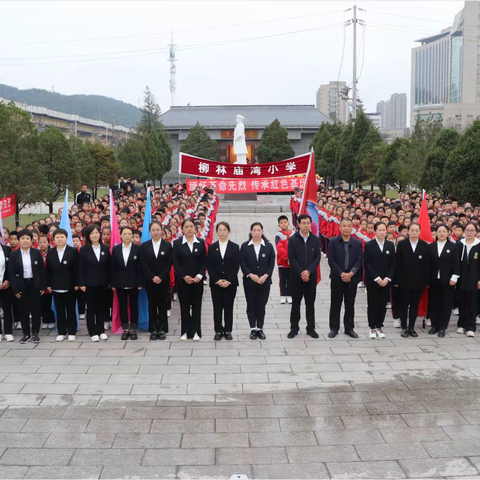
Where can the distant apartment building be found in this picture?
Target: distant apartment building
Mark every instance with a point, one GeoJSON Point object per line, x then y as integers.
{"type": "Point", "coordinates": [445, 82]}
{"type": "Point", "coordinates": [330, 103]}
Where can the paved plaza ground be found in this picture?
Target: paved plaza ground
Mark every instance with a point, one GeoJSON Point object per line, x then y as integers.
{"type": "Point", "coordinates": [302, 408]}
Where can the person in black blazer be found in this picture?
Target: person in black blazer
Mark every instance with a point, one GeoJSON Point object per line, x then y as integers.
{"type": "Point", "coordinates": [93, 279]}
{"type": "Point", "coordinates": [412, 275]}
{"type": "Point", "coordinates": [126, 280]}
{"type": "Point", "coordinates": [444, 274]}
{"type": "Point", "coordinates": [379, 262]}
{"type": "Point", "coordinates": [189, 263]}
{"type": "Point", "coordinates": [345, 256]}
{"type": "Point", "coordinates": [62, 279]}
{"type": "Point", "coordinates": [156, 262]}
{"type": "Point", "coordinates": [6, 297]}
{"type": "Point", "coordinates": [27, 278]}
{"type": "Point", "coordinates": [223, 264]}
{"type": "Point", "coordinates": [469, 282]}
{"type": "Point", "coordinates": [257, 260]}
{"type": "Point", "coordinates": [304, 258]}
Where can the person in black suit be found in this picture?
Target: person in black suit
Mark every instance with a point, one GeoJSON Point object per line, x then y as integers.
{"type": "Point", "coordinates": [345, 256]}
{"type": "Point", "coordinates": [94, 279]}
{"type": "Point", "coordinates": [257, 260]}
{"type": "Point", "coordinates": [189, 263]}
{"type": "Point", "coordinates": [156, 262]}
{"type": "Point", "coordinates": [444, 274]}
{"type": "Point", "coordinates": [304, 258]}
{"type": "Point", "coordinates": [379, 262]}
{"type": "Point", "coordinates": [412, 275]}
{"type": "Point", "coordinates": [28, 281]}
{"type": "Point", "coordinates": [223, 264]}
{"type": "Point", "coordinates": [469, 282]}
{"type": "Point", "coordinates": [62, 279]}
{"type": "Point", "coordinates": [6, 297]}
{"type": "Point", "coordinates": [126, 280]}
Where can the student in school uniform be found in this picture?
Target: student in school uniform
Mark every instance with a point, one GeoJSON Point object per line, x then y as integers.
{"type": "Point", "coordinates": [62, 279]}
{"type": "Point", "coordinates": [28, 282]}
{"type": "Point", "coordinates": [189, 262]}
{"type": "Point", "coordinates": [127, 281]}
{"type": "Point", "coordinates": [94, 279]}
{"type": "Point", "coordinates": [223, 264]}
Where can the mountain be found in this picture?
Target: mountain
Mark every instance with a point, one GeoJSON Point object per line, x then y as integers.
{"type": "Point", "coordinates": [96, 107]}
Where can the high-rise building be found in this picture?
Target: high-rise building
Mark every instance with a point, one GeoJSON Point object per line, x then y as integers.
{"type": "Point", "coordinates": [445, 80]}
{"type": "Point", "coordinates": [330, 103]}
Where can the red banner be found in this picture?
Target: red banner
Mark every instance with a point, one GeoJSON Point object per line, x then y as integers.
{"type": "Point", "coordinates": [199, 167]}
{"type": "Point", "coordinates": [8, 205]}
{"type": "Point", "coordinates": [249, 186]}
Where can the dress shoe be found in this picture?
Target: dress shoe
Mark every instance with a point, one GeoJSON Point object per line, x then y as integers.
{"type": "Point", "coordinates": [313, 334]}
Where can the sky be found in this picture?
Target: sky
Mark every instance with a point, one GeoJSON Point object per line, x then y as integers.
{"type": "Point", "coordinates": [228, 52]}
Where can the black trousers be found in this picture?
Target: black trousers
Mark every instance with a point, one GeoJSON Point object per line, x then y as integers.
{"type": "Point", "coordinates": [157, 306]}
{"type": "Point", "coordinates": [440, 303]}
{"type": "Point", "coordinates": [467, 309]}
{"type": "Point", "coordinates": [97, 309]}
{"type": "Point", "coordinates": [222, 299]}
{"type": "Point", "coordinates": [377, 298]}
{"type": "Point", "coordinates": [126, 296]}
{"type": "Point", "coordinates": [342, 292]}
{"type": "Point", "coordinates": [409, 302]}
{"type": "Point", "coordinates": [47, 312]}
{"type": "Point", "coordinates": [308, 291]}
{"type": "Point", "coordinates": [66, 314]}
{"type": "Point", "coordinates": [284, 274]}
{"type": "Point", "coordinates": [6, 299]}
{"type": "Point", "coordinates": [257, 298]}
{"type": "Point", "coordinates": [30, 303]}
{"type": "Point", "coordinates": [190, 298]}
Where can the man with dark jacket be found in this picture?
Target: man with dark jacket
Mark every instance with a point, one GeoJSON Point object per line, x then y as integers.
{"type": "Point", "coordinates": [345, 256]}
{"type": "Point", "coordinates": [304, 257]}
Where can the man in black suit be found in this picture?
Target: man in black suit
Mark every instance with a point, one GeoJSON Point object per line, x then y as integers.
{"type": "Point", "coordinates": [412, 275]}
{"type": "Point", "coordinates": [62, 271]}
{"type": "Point", "coordinates": [345, 256]}
{"type": "Point", "coordinates": [379, 261]}
{"type": "Point", "coordinates": [304, 257]}
{"type": "Point", "coordinates": [27, 280]}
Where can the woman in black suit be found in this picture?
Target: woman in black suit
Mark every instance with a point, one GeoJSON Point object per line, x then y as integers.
{"type": "Point", "coordinates": [223, 265]}
{"type": "Point", "coordinates": [126, 280]}
{"type": "Point", "coordinates": [257, 259]}
{"type": "Point", "coordinates": [189, 263]}
{"type": "Point", "coordinates": [469, 282]}
{"type": "Point", "coordinates": [444, 273]}
{"type": "Point", "coordinates": [94, 279]}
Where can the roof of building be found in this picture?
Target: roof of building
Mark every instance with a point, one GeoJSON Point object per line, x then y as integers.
{"type": "Point", "coordinates": [256, 116]}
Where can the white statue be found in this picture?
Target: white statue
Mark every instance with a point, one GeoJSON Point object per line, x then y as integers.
{"type": "Point", "coordinates": [239, 143]}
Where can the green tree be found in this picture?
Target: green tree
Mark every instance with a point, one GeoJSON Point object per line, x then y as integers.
{"type": "Point", "coordinates": [462, 168]}
{"type": "Point", "coordinates": [20, 170]}
{"type": "Point", "coordinates": [58, 162]}
{"type": "Point", "coordinates": [199, 143]}
{"type": "Point", "coordinates": [274, 145]}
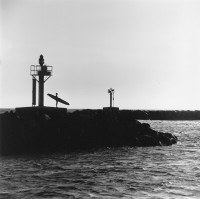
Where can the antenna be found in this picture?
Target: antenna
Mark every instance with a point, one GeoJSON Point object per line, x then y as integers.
{"type": "Point", "coordinates": [41, 71]}
{"type": "Point", "coordinates": [111, 92]}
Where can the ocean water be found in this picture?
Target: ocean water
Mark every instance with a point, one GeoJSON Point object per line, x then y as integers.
{"type": "Point", "coordinates": [143, 172]}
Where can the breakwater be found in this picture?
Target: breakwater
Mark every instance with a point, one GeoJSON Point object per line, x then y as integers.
{"type": "Point", "coordinates": [47, 129]}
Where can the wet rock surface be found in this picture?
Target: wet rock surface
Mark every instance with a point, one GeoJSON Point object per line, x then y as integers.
{"type": "Point", "coordinates": [40, 131]}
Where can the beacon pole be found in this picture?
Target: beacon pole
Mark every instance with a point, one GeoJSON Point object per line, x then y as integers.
{"type": "Point", "coordinates": [43, 72]}
{"type": "Point", "coordinates": [41, 81]}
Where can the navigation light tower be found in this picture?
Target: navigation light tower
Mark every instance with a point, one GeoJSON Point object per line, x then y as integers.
{"type": "Point", "coordinates": [40, 73]}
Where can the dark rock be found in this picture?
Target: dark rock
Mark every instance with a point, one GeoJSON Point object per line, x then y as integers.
{"type": "Point", "coordinates": [53, 131]}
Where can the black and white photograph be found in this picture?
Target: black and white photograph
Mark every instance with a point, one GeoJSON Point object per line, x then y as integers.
{"type": "Point", "coordinates": [100, 99]}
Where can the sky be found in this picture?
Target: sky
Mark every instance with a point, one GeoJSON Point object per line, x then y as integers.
{"type": "Point", "coordinates": [147, 50]}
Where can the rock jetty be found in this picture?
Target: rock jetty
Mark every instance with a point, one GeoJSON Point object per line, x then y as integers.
{"type": "Point", "coordinates": [40, 130]}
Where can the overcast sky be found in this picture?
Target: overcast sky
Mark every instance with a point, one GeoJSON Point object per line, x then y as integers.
{"type": "Point", "coordinates": [147, 50]}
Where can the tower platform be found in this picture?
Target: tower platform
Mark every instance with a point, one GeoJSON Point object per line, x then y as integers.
{"type": "Point", "coordinates": [38, 109]}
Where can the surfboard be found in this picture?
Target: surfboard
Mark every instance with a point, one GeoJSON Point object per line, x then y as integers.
{"type": "Point", "coordinates": [58, 99]}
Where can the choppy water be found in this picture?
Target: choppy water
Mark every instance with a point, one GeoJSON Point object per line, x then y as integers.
{"type": "Point", "coordinates": [152, 172]}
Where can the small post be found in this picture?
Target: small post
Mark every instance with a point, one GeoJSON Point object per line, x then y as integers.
{"type": "Point", "coordinates": [111, 92]}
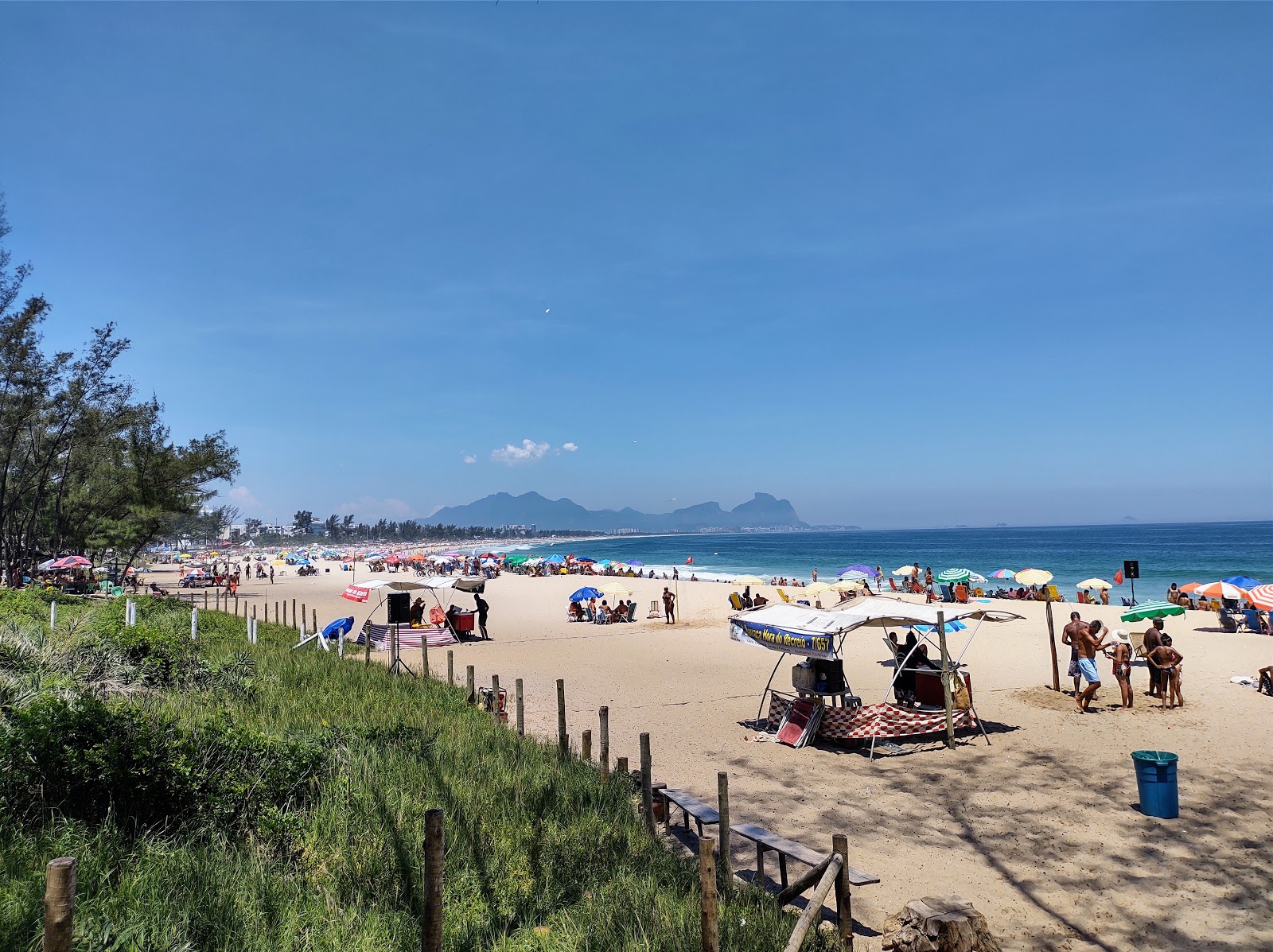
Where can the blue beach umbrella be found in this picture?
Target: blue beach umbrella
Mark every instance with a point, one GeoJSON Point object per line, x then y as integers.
{"type": "Point", "coordinates": [1243, 581]}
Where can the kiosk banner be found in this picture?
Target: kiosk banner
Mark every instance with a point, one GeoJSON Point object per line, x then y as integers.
{"type": "Point", "coordinates": [781, 639]}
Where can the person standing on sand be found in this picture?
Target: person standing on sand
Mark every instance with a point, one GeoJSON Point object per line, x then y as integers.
{"type": "Point", "coordinates": [1067, 636]}
{"type": "Point", "coordinates": [1152, 639]}
{"type": "Point", "coordinates": [1088, 647]}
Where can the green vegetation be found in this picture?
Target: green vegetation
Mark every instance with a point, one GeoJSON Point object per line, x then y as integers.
{"type": "Point", "coordinates": [231, 797]}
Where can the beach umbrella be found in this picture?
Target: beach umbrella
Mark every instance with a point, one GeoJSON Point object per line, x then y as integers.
{"type": "Point", "coordinates": [1221, 589]}
{"type": "Point", "coordinates": [1260, 596]}
{"type": "Point", "coordinates": [1152, 610]}
{"type": "Point", "coordinates": [1243, 581]}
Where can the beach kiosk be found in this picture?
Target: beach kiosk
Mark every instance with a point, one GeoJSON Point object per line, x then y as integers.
{"type": "Point", "coordinates": [821, 703]}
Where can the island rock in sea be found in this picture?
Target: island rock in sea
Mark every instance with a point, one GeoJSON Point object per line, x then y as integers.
{"type": "Point", "coordinates": [761, 511]}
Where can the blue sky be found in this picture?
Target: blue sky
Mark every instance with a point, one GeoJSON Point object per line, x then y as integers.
{"type": "Point", "coordinates": [905, 265]}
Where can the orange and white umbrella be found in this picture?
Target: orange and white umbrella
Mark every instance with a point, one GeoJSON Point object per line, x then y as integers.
{"type": "Point", "coordinates": [1262, 597]}
{"type": "Point", "coordinates": [1221, 589]}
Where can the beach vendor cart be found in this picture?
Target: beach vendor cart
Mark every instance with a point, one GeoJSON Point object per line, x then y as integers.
{"type": "Point", "coordinates": [820, 701]}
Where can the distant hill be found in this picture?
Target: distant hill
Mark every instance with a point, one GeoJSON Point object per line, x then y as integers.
{"type": "Point", "coordinates": [761, 511]}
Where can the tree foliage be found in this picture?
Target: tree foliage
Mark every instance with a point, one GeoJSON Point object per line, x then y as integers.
{"type": "Point", "coordinates": [84, 464]}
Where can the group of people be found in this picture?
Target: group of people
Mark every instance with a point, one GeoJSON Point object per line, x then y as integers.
{"type": "Point", "coordinates": [1088, 638]}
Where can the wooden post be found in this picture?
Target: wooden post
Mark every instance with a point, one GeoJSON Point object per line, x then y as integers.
{"type": "Point", "coordinates": [521, 709]}
{"type": "Point", "coordinates": [723, 808]}
{"type": "Point", "coordinates": [563, 737]}
{"type": "Point", "coordinates": [647, 799]}
{"type": "Point", "coordinates": [59, 903]}
{"type": "Point", "coordinates": [843, 901]}
{"type": "Point", "coordinates": [946, 681]}
{"type": "Point", "coordinates": [1052, 640]}
{"type": "Point", "coordinates": [710, 927]}
{"type": "Point", "coordinates": [430, 932]}
{"type": "Point", "coordinates": [604, 716]}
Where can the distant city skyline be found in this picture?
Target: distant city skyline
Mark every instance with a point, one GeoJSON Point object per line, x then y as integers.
{"type": "Point", "coordinates": [904, 265]}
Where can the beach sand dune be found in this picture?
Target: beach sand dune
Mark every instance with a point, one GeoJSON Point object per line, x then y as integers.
{"type": "Point", "coordinates": [1039, 829]}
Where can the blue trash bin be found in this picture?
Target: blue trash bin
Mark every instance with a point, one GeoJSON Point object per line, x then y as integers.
{"type": "Point", "coordinates": [1156, 783]}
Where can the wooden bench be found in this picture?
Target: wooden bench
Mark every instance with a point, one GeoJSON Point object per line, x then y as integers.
{"type": "Point", "coordinates": [691, 807]}
{"type": "Point", "coordinates": [768, 840]}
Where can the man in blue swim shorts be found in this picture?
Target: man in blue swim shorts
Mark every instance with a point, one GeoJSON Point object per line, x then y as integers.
{"type": "Point", "coordinates": [1088, 644]}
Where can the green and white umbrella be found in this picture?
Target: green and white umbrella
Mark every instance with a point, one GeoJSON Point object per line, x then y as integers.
{"type": "Point", "coordinates": [1152, 610]}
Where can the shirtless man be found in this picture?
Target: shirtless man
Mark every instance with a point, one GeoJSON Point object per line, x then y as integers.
{"type": "Point", "coordinates": [1169, 661]}
{"type": "Point", "coordinates": [1067, 636]}
{"type": "Point", "coordinates": [1088, 644]}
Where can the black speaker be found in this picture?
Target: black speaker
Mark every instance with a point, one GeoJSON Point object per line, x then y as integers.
{"type": "Point", "coordinates": [400, 608]}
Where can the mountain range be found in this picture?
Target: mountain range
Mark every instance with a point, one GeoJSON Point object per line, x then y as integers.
{"type": "Point", "coordinates": [761, 511]}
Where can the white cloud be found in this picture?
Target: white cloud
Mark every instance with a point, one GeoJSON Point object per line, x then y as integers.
{"type": "Point", "coordinates": [369, 509]}
{"type": "Point", "coordinates": [243, 499]}
{"type": "Point", "coordinates": [528, 452]}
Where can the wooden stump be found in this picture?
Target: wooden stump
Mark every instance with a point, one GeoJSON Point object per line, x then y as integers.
{"type": "Point", "coordinates": [939, 924]}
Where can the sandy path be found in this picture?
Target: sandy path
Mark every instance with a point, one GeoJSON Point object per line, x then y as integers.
{"type": "Point", "coordinates": [1037, 829]}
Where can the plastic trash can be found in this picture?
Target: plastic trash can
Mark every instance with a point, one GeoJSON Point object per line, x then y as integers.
{"type": "Point", "coordinates": [1156, 783]}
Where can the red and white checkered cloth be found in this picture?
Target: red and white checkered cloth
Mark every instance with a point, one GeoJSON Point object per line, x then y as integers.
{"type": "Point", "coordinates": [874, 721]}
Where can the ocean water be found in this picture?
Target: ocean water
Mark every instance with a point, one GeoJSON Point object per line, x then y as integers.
{"type": "Point", "coordinates": [1168, 553]}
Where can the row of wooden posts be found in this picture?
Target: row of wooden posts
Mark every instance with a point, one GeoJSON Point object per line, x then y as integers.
{"type": "Point", "coordinates": [61, 873]}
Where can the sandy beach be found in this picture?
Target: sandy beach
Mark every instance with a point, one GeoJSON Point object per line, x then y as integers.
{"type": "Point", "coordinates": [1037, 829]}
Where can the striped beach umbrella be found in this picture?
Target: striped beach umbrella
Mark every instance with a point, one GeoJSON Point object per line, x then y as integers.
{"type": "Point", "coordinates": [1152, 610]}
{"type": "Point", "coordinates": [1260, 596]}
{"type": "Point", "coordinates": [1220, 589]}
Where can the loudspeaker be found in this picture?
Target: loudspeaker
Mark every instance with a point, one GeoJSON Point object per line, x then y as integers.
{"type": "Point", "coordinates": [400, 608]}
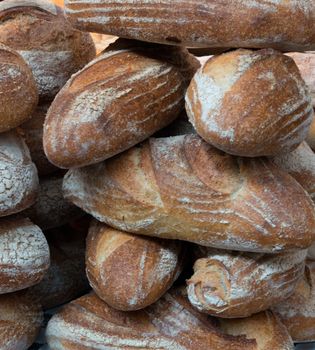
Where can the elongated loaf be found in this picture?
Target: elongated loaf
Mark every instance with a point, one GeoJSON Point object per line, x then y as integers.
{"type": "Point", "coordinates": [183, 188]}
{"type": "Point", "coordinates": [298, 312]}
{"type": "Point", "coordinates": [51, 209]}
{"type": "Point", "coordinates": [32, 132]}
{"type": "Point", "coordinates": [19, 95]}
{"type": "Point", "coordinates": [300, 164]}
{"type": "Point", "coordinates": [20, 320]}
{"type": "Point", "coordinates": [54, 50]}
{"type": "Point", "coordinates": [232, 285]}
{"type": "Point", "coordinates": [130, 272]}
{"type": "Point", "coordinates": [204, 23]}
{"type": "Point", "coordinates": [115, 102]}
{"type": "Point", "coordinates": [269, 118]}
{"type": "Point", "coordinates": [24, 254]}
{"type": "Point", "coordinates": [18, 175]}
{"type": "Point", "coordinates": [170, 323]}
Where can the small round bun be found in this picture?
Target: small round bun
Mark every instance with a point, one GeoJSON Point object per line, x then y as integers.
{"type": "Point", "coordinates": [250, 103]}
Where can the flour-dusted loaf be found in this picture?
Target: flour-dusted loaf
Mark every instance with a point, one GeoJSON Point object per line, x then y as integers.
{"type": "Point", "coordinates": [118, 100]}
{"type": "Point", "coordinates": [18, 175]}
{"type": "Point", "coordinates": [20, 321]}
{"type": "Point", "coordinates": [66, 278]}
{"type": "Point", "coordinates": [233, 285]}
{"type": "Point", "coordinates": [169, 324]}
{"type": "Point", "coordinates": [300, 164]}
{"type": "Point", "coordinates": [54, 50]}
{"type": "Point", "coordinates": [183, 188]}
{"type": "Point", "coordinates": [51, 208]}
{"type": "Point", "coordinates": [24, 254]}
{"type": "Point", "coordinates": [130, 272]}
{"type": "Point", "coordinates": [206, 23]}
{"type": "Point", "coordinates": [250, 103]}
{"type": "Point", "coordinates": [298, 312]}
{"type": "Point", "coordinates": [32, 132]}
{"type": "Point", "coordinates": [19, 95]}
☆ ☆ ☆ ☆ ☆ ☆ ☆
Aim of the exercise:
Referring to the material above, set down exactly the lines between the line with "Where can the black speaker" and the line with "Where can the plastic", inclusive, and no other lines.

Exercise solution:
Where can the black speaker be found in this picture?
Target: black speaker
Mark every instance with a point, one GeoJSON Point object per line, x then y as integers.
{"type": "Point", "coordinates": [400, 608]}
Where can the mountain range be found in this picture?
Target: mountain range
Mark every instance with a point, one GeoJSON Point object per line, x then y as integers.
{"type": "Point", "coordinates": [761, 511]}
Where can the white cloud be found in this picture?
Target: white cloud
Mark every instance with a point, one GeoJSON Point object per line, x then y as integers.
{"type": "Point", "coordinates": [369, 509]}
{"type": "Point", "coordinates": [243, 499]}
{"type": "Point", "coordinates": [528, 452]}
Where can the wooden stump be found in this picture?
Target: wooden stump
Mark every instance with a point, one GeoJSON Point object per line, x then y as integers.
{"type": "Point", "coordinates": [939, 924]}
Where can the sandy path be found in this picture?
Target: sandy path
Mark every instance with a point, one GeoJSON Point object per line, x then y as integers.
{"type": "Point", "coordinates": [1037, 829]}
Where can the plastic trash can be found in this picture?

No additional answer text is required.